- [Request 1]: In the account of Hong Kong's Art Gallery Night 2019, what is the name of the site-specific public art experience found throughout the H Queen's stairwell?
- [Request 2]: Pick up the account of Hong Kong's Art Gallery Night 2019 after its final line and carry it forward.

Then, walk west on Queen’s Road and go to H Queen’s, which was a new destination last year. Again, take the elevator to the highest floor that has art and work your way down. This year, you’ll hit Zhang Yanzi: Seclusion at Ora-Ora on the seventeenth floor, Louise Bourgeois at Hauser & Wirth on the sixteenth and fifteenth, Mary Course at Pace Gallery on the twelfth, Unlock at Tang Contemporary Art on the tenth, Zhou Yangming: Continuum at Pearl Lam Galleries (yes, they have a second location here) on the ninth, and Miwa Komatsu: Divine Spirit at Whitestone Gallery on the eighth and seventh.

Stomping down seventeen flights in a stairwell can get tedious (as well as dizzying); good thing there’s a “site-specific public art experience” throughout the stairwell called Exit Strategies. (Fun fact: When I was 18 at Columbia, I built a 12-ft.-tall site-specific sculpture in what I thought was an abandoned stairwell and the grad students filed a complaint about it/me to OSHA. (Yes, that’s what that line refers to in my “About” page.) Thank goodness for my professor Lisi Raskin who had my back. Eventually, I destroyed my sculpture as part of my project. The transience of art! My piece was called Asymptote and remains one of the craziest and greatest things I’ve done, to be honest.)

HOCA Foundation | KAWS: Along the Way at PMQ.
Hong Kong's Art Gallery Night 2019.

For the third and final leg, walk west and up all those steps that plague I mean characterize Sheung Wan to get to the Hollywood Road gallery area. I went for KAWS: Along the Way presented by HOCA Foundation at PMQ and Okuda: Digital Zoo at La Galerie – Paris 1839.

Okuda: Digital Zoo at La Galerie - Paris 1839.
Hong Kong's Art Gallery Night 2019.

- [Dataset records]:

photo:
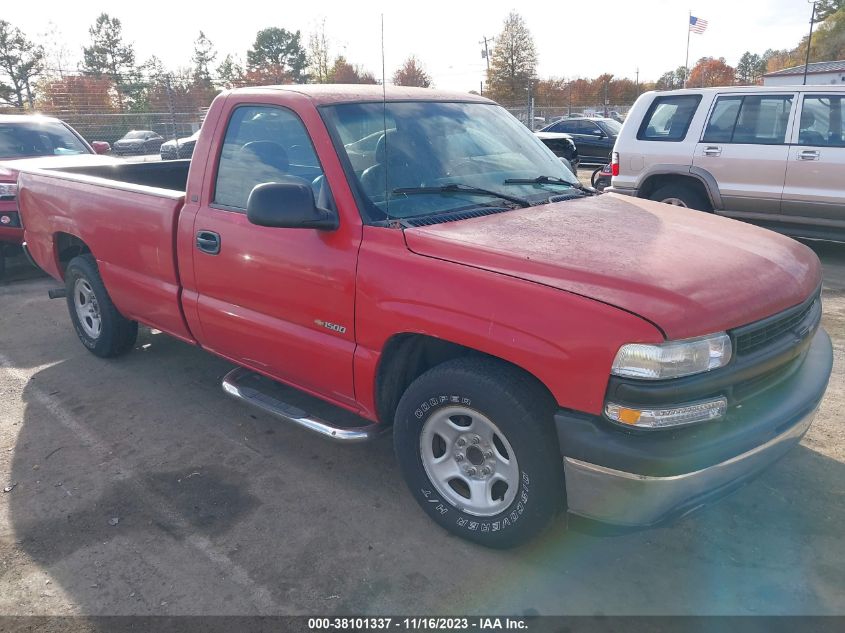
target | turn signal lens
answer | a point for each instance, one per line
(668, 417)
(672, 359)
(8, 191)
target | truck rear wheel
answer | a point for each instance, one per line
(478, 451)
(100, 327)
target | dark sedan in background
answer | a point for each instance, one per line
(594, 137)
(138, 142)
(179, 148)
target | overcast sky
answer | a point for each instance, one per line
(580, 39)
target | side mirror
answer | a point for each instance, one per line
(288, 205)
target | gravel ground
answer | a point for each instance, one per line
(139, 488)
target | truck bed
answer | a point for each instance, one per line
(171, 174)
(127, 215)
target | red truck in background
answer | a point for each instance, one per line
(24, 136)
(421, 259)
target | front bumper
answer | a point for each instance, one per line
(653, 484)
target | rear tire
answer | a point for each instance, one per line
(476, 445)
(681, 195)
(100, 327)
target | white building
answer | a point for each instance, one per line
(818, 73)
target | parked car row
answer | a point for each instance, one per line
(27, 137)
(179, 148)
(420, 263)
(774, 155)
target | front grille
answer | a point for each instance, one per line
(797, 322)
(454, 216)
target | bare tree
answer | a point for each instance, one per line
(318, 55)
(513, 64)
(411, 73)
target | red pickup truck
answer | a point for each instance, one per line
(421, 259)
(24, 136)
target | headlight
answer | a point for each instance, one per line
(672, 359)
(680, 415)
(8, 191)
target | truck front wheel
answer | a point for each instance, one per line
(100, 327)
(477, 448)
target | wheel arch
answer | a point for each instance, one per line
(407, 355)
(66, 246)
(697, 177)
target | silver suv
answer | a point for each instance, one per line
(773, 155)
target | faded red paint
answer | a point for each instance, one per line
(555, 289)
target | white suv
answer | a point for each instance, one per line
(774, 155)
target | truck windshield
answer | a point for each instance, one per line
(38, 138)
(398, 149)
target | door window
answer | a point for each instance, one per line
(266, 144)
(588, 127)
(752, 119)
(821, 121)
(668, 118)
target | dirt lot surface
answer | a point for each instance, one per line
(139, 488)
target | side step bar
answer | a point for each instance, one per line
(233, 385)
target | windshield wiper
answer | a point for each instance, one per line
(550, 180)
(540, 180)
(459, 188)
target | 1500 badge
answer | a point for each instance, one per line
(334, 327)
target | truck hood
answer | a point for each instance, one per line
(690, 273)
(9, 168)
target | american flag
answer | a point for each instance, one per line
(697, 25)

- [Response 1]: Exit Strategies.

- [Response 2]:
Of course, there are galleries you’ll be skipping, but you can’t see everything in two hours. (Before H Queen’s existed, after the Pedder Building, I’d also visit the galleries around Ice House Street as well as attempt to see White Cube and others on Connaught Road.)

Note that I’m not factoring in any time for socializing—I purely viewed the art—so your mileage may vary. (I did, however, run into the HKwalls folks at the Okuda show.)

Lastly, this goes without saying for me (since I’m always in sneakers) but might not be as obvious to everyone else: Wear comfortable shoes.

And that’s the first night of Hong Kong Art Week! See you at the fairs!

Friday, March 22, 2019

“Life’s too short for sad art” // A preview of HKwalls 2019


(As you know from my previous post, I’m in Hong Kong for Art Basel right now. Hello from the true city that never sleeps! Upon my arrival last night, I had a late dinner with my paternal grandma and uncles at nearly 10pm on a weeknight in a food court in Mongkok, Kowloon, and it was still packed. I love it.)

I write this with multiple cocktails* in my system. *(Went with my old favorite: Old-Fashioneds. Thank you to HKwalls for treating us!) Today I had the pleasure of attending the HKwalls Media Preview, in which I, well, previewed the 2019 edition of Hong Kong’s annual street art festival, which has impressively expanded this year to include a multi-floor alternative art space called The Clubhouse—renovated from a traditional tong lau, which had previously fallen into disrepair, to be an inclusive venue where people can view art, make art, and hang out—as well as many other public interactive (also my favorite) art activities that will take place this week; got a [hot and humid (not that I’m complaining considering the brutal winter we had in the Midwest)] guided tour of all the art to come throughout the Wan Chai neighborhood, where the festival will be held this year; and, alongside the participating street artists, was treated to a sit-down family-style dinner (which none of us anticipated, going, “I didn’t know we were getting a full meal…”) and drinks at an Italian American restaurant (said one of the artists to me, “It’s not like there’s any pizza or Italians in Chicago…”).

Waiting on the 3rd floor of The Clubhouse before the HKwalls 2019
Media Preview. Wan Chai, Hong Kong.

In The Clubhouse, we watched artist talks and demonstrations, including a hands-on encaustic painting workshop by Elizabeth Briel, who uses local beeswax. You all know how much I love data and mapping, so Elizabeth’s mention of a project of hers caught my attention; she has encaustic pieces of photos she took all over Hong Kong, each a square foot in size, and she’s selling each one for the same price of real estate per sq. ft. in the corresponding location where she took each picture.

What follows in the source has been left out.